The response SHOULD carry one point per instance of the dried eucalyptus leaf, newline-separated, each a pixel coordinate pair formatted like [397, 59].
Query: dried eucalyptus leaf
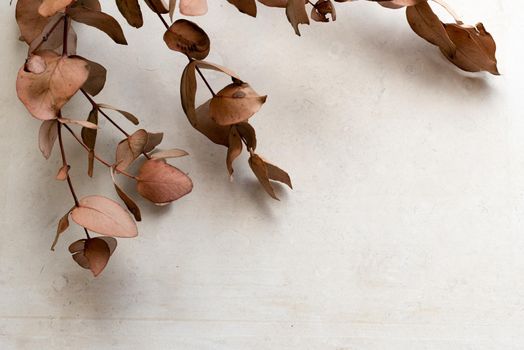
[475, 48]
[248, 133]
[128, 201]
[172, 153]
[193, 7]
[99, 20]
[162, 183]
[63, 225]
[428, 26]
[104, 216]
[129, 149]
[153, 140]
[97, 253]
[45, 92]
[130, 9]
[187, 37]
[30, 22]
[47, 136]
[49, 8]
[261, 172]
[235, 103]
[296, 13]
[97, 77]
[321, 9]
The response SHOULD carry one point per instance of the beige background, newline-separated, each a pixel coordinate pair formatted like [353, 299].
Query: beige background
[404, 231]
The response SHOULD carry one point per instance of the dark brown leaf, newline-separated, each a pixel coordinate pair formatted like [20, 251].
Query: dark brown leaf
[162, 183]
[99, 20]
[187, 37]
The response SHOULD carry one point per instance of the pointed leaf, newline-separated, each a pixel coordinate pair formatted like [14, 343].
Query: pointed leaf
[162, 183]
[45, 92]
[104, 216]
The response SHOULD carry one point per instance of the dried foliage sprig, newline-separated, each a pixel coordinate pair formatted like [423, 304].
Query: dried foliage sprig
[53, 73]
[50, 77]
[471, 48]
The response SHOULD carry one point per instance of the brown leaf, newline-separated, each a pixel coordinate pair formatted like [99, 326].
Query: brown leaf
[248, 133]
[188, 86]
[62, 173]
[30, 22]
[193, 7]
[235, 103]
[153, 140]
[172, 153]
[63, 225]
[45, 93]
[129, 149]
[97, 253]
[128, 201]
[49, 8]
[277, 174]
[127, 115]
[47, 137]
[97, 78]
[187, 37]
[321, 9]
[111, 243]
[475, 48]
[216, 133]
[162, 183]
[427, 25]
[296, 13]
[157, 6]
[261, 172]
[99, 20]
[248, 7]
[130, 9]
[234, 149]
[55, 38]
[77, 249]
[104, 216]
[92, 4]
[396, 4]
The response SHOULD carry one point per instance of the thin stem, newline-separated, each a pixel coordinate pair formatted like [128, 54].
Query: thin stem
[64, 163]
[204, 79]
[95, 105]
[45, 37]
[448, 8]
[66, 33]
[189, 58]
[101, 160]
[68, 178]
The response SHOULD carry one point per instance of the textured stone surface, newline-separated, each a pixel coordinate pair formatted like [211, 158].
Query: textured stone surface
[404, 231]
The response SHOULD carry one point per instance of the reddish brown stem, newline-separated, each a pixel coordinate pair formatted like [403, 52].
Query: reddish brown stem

...

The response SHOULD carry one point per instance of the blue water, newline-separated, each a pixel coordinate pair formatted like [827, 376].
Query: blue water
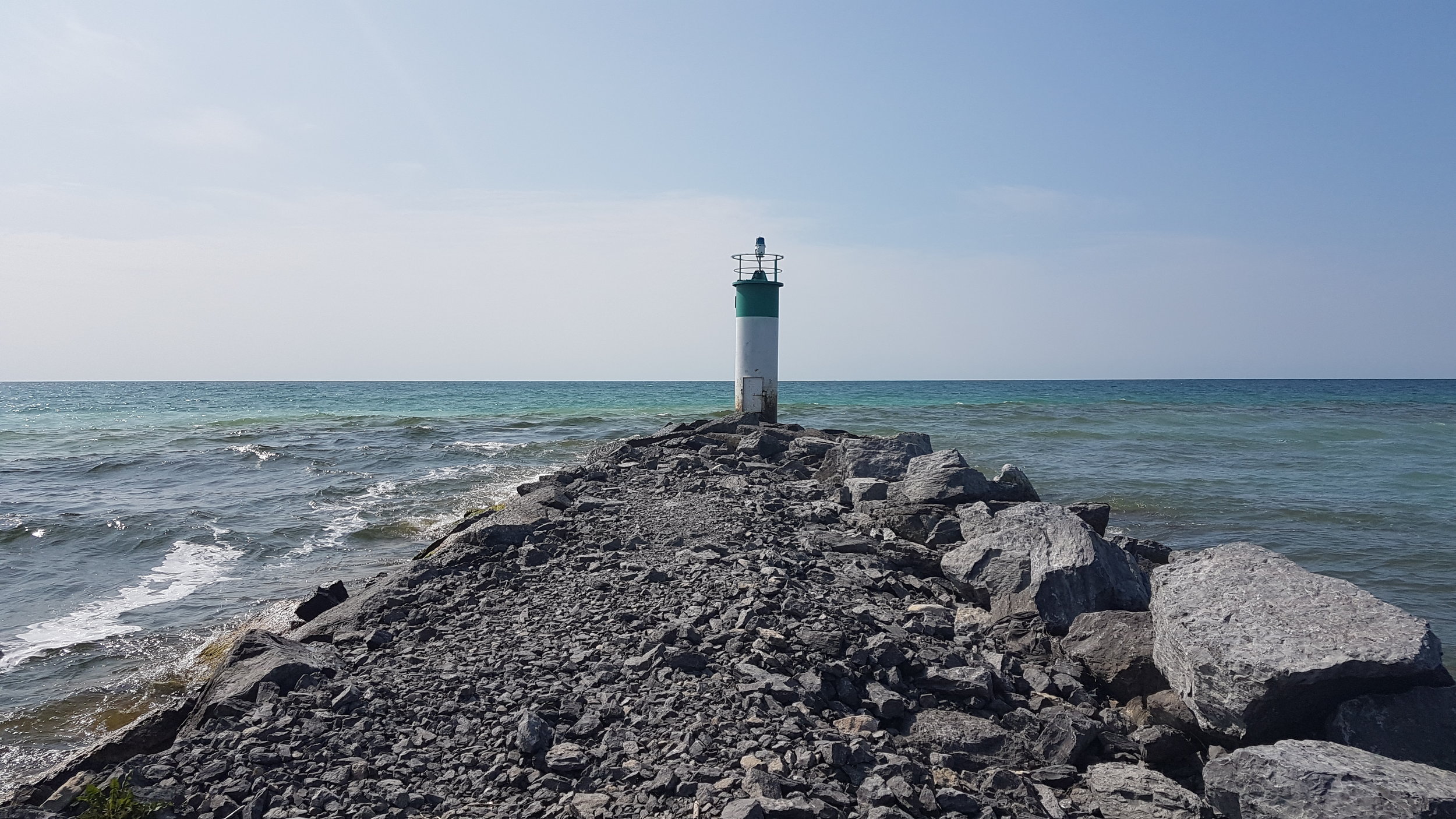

> **TASK DIRECTIONS**:
Could you reproduce, exactly, every line above from the line with "The response SHOULD carry one point per instance of the blue" to the line with "Query: blue water", and no other line? Both ends count.

> **YOUR RESPONSE**:
The response SHOULD carry one point per instance of the blue water, newline-separated, each a pixel coordinate pair formatted like [827, 376].
Query: blue water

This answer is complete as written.